* [EXERCISE DESCRIPTION] Turn every line of text in the material below into a JSON list of strings, one string per line, with blank lines omitted. Leave the pictures out of the answer.

* [DATASET RECORDS]

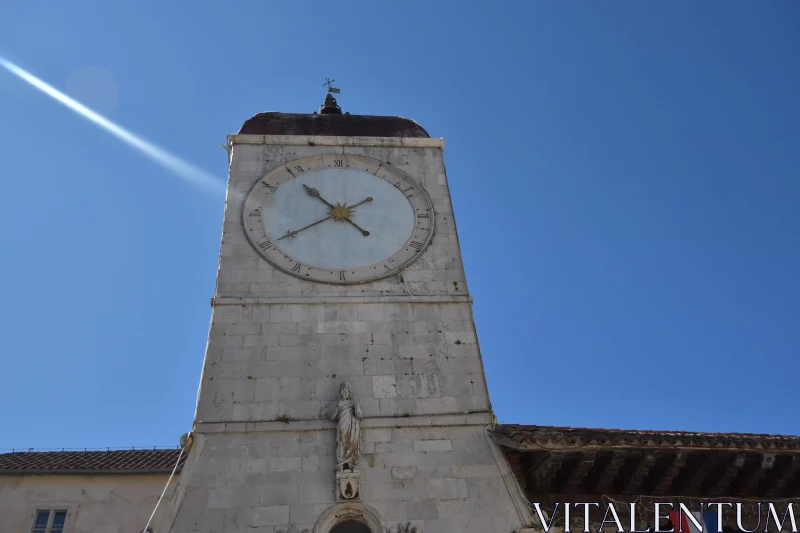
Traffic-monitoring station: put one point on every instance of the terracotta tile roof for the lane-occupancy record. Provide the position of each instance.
(555, 438)
(94, 462)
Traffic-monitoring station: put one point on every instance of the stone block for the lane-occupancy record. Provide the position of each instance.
(442, 445)
(404, 472)
(384, 387)
(447, 489)
(272, 515)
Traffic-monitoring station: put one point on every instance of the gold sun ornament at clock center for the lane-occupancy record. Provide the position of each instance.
(341, 212)
(338, 212)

* [SOLUTION FOR THIS TASK]
[
  "Traffic-monitoring station: put one point on every instance of the terracotta tile roof for the lane-occupancy record. Provide the position of each instance.",
  "(555, 438)",
  "(94, 462)",
  "Traffic-monitoring station: put one point on every instance of the stone block for the lane-occupancy record. Provide the position of each instance.",
  "(442, 445)",
  "(404, 472)",
  "(384, 387)",
  "(447, 489)",
  "(272, 515)",
  "Traffic-monitoring station: put one point on every instance of the gold sun ornament at clock center for the lane-occupancy record. Provide the position of each instance.",
  "(341, 212)",
  "(338, 212)"
]